• [EXCERPT TO READ]
Perhaps unsurprisingly, previous work in pattern learning has shown that salient perceptual grouping cues help participants learn dependencies in non-linguistic auditory stimuli (e.g., Creel, Newport, & Aslin, 2004). Such grouping cues are also ubiquitously present in language (e.g., in prosody, agreement, and features like predictice dependencies; Morgan, Meier, & Newport, 1987; Saffran, 2002). Recall that in our experiments, we did not aim to exactly match the stimulus categories across domains; rather, we sought to ensure high salience in all domains. Nevertheless, we may not have succeeded in doing so to the same degree across modalities. For example, it may have been that the distinction between heads and dependents was less salient in the auditory and tactile stimuli. This would have made heads more difficult to distinguish from dependents (making their relative order more difficult to learn). The features shared between heads and dependents of a given type could also have been less salient in the auditory and tactile stimuli. This would have made both order and dependency relations more difficult to learn. 1
All that being said, importantly, the apparent differences in learnability across modalities did not lead to differences in the effect of interest here. Regardless of whether learners are acquiring order in visual, auditory, or tactile stimuli, and regardless of whether the stimuli are more (e.g., words) or less (e.g., tactile pulses) linguistic, harmony was preferred. Below we ask to what degree the specific features we used to determine what was a head versus a dependent might have impacted our findings. This is an important question since we are trying to link our findings to an apparently quite abstract theoretical concept in syntax. Therefore, in principle, it could be that the nature of the categories is critical to the preference for harmony. However, our hypothesised explanation, a domain-general preference for simplicity, and our findings so far, that stimulus domain or modality does not impact the preference for harmonic order, suggest this may not be the case.

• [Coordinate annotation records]
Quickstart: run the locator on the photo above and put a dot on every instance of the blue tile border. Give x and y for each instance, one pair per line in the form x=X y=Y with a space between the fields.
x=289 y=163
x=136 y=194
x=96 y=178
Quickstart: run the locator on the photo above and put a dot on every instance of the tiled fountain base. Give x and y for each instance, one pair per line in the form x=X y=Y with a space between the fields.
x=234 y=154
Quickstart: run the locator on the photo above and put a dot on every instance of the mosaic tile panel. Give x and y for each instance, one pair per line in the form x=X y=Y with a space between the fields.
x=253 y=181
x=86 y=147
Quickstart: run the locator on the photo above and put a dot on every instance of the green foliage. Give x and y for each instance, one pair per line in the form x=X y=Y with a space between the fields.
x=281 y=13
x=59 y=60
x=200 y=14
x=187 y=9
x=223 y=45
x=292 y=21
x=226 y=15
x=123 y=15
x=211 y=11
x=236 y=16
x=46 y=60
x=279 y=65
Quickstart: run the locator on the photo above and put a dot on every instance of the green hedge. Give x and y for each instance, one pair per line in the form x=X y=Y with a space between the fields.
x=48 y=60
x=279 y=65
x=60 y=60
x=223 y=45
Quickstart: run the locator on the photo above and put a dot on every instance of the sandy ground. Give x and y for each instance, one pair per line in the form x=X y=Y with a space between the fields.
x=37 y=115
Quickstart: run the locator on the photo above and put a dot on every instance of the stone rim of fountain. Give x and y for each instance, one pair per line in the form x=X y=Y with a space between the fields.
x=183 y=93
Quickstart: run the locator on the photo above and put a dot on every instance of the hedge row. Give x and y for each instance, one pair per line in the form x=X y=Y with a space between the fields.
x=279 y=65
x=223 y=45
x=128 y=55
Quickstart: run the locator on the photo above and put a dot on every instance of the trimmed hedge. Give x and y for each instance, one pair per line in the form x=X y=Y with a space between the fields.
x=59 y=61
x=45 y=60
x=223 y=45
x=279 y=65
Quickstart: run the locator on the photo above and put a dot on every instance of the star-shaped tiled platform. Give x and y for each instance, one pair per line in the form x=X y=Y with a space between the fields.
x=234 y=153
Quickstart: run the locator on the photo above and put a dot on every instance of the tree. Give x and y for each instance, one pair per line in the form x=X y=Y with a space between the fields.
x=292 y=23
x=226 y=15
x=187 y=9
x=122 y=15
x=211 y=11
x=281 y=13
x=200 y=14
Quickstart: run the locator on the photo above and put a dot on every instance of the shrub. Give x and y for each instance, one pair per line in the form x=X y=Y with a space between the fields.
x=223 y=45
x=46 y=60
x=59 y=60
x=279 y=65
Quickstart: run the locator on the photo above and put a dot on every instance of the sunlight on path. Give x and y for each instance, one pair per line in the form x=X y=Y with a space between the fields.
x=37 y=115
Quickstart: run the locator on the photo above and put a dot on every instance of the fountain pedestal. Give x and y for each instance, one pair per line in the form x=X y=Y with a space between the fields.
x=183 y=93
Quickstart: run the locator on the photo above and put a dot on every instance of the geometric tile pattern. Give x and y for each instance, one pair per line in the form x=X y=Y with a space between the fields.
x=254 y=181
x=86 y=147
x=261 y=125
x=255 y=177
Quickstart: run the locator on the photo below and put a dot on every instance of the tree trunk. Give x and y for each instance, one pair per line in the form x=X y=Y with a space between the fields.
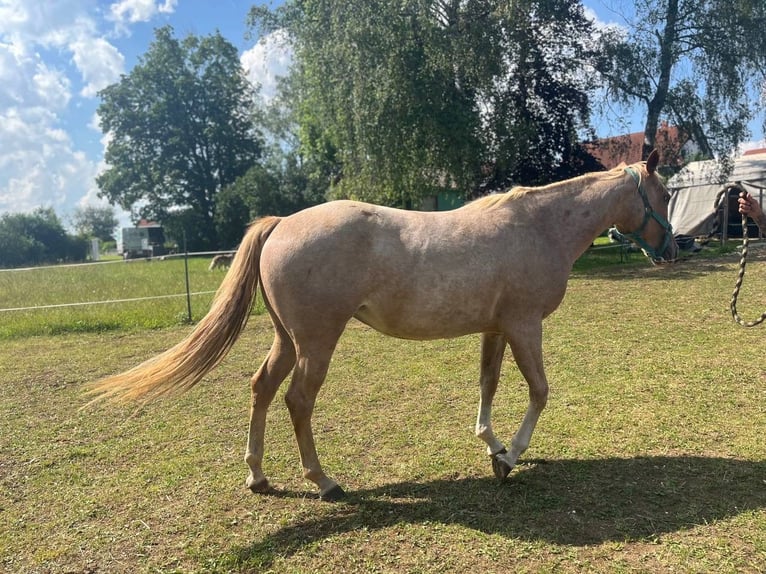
x=655 y=105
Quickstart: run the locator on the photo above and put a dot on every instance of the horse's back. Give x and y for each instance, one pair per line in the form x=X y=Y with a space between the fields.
x=418 y=275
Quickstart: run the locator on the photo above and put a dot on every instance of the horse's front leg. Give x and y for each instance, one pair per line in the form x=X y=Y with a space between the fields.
x=527 y=346
x=492 y=350
x=308 y=376
x=264 y=385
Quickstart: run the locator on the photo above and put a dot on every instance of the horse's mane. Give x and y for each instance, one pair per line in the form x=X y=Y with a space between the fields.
x=501 y=198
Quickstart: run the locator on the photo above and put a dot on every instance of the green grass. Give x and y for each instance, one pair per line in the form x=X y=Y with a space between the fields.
x=104 y=282
x=649 y=457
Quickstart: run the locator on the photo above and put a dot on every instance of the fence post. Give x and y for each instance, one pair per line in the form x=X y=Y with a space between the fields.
x=186 y=272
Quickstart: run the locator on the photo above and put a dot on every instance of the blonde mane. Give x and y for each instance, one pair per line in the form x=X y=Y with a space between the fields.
x=501 y=198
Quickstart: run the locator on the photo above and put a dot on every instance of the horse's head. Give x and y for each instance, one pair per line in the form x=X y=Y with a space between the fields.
x=647 y=224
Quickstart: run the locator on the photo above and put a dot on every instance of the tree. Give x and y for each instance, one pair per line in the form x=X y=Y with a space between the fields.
x=281 y=186
x=92 y=221
x=398 y=100
x=697 y=63
x=36 y=238
x=182 y=128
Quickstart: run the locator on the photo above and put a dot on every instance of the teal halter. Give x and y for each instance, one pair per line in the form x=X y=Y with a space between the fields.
x=649 y=213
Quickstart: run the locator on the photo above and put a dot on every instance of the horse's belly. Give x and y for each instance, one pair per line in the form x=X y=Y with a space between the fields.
x=422 y=322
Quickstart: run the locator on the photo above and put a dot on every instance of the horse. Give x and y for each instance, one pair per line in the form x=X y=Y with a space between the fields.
x=497 y=266
x=222 y=261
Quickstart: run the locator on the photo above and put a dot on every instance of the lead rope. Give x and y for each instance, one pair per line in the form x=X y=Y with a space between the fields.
x=740 y=278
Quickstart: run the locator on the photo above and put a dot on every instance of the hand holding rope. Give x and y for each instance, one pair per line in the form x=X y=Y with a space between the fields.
x=741 y=274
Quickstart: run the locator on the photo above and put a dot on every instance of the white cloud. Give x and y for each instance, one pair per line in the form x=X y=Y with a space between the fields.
x=268 y=60
x=39 y=163
x=133 y=11
x=98 y=61
x=54 y=58
x=51 y=86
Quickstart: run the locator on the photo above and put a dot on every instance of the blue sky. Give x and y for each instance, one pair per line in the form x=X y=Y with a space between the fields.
x=55 y=55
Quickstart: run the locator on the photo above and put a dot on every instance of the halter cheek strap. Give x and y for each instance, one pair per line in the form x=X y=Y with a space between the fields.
x=649 y=213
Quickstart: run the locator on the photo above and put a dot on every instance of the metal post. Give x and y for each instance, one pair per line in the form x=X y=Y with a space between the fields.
x=186 y=272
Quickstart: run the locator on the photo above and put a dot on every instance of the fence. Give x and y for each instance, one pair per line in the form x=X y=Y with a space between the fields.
x=138 y=292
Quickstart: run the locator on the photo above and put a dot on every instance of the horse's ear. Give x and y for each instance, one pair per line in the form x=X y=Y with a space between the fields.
x=652 y=161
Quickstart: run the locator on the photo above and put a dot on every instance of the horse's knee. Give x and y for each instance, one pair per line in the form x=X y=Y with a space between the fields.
x=538 y=395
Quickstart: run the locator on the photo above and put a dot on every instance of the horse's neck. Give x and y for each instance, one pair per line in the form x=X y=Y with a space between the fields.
x=582 y=209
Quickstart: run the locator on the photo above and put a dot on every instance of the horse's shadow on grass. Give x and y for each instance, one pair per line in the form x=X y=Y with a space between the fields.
x=569 y=502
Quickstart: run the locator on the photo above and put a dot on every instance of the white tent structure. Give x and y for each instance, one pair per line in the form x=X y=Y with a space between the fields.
x=700 y=203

• [JOB 1] According to the excerpt on learning order across modalities, why would a less salient distinction between heads and dependents in the auditory and tactile stimuli have made their relative order harder to learn?
• [JOB 2] Output the records in the stretch from the line that contains "of the halter" through the line that contains "x=538 y=395" as a two-column CSV with the columns request and answer. Give one row per request, with each field quoted and any line breaks replaced by spaces.

• [EXERCISE SOLUTION 1] A less salient distinction would have made heads more difficult to distinguish from dependents. That in turn would have made the relative order of heads and dependents more difficult to learn.

• [EXERCISE SOLUTION 2]
request,answer
"Quickstart: run the locator on the photo above and put a dot on every instance of the halter cheek strap. Give x and y for each instance, one pair per line in the form x=X y=Y with a space between the fields.","x=649 y=213"
"Quickstart: run the locator on the photo above and put a dot on every instance of the metal post. Give x and y for each instance, one pair per line in the form x=X y=Y with a space between the fields.","x=186 y=272"
"Quickstart: run the locator on the photo above and put a dot on every instance of the fence. Give x and y for each instance, one pair per line in the form x=X y=Y with a space between the fields.","x=138 y=292"
"Quickstart: run the locator on the photo above and put a dot on every instance of the horse's ear. Give x and y for each instance, one pair per line in the form x=X y=Y with a space between the fields.","x=652 y=161"
"Quickstart: run the locator on the photo above and put a dot on every instance of the horse's knee. Give x and y for each instance, one pair per line in the form x=X y=Y with a space between the fields.","x=538 y=395"